Set task: Reproduce every one of the following records line for line, with no change to any character.

Input records:
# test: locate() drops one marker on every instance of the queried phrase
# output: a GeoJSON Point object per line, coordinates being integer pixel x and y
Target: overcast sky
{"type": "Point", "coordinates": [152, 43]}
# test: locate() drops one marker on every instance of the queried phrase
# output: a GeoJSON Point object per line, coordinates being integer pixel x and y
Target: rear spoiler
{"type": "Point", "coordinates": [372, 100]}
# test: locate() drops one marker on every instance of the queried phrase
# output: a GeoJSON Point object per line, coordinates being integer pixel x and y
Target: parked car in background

Finished exercise:
# test: locate() drops one marker on every instance of the queried phrase
# output: a GeoJSON Point object per line, coordinates being integer pixel x and y
Target: overcast sky
{"type": "Point", "coordinates": [152, 43]}
# test: locate() drops one marker on every instance of the queried phrase
# output: a GeoJSON Point object per line, coordinates being integer pixel x and y
Target: rear spoiler
{"type": "Point", "coordinates": [372, 100]}
# test: locate() drops one marker on every instance of the queried phrase
# output: a GeoJSON Point object per line, coordinates being integer pixel x and y
Target: parked car in background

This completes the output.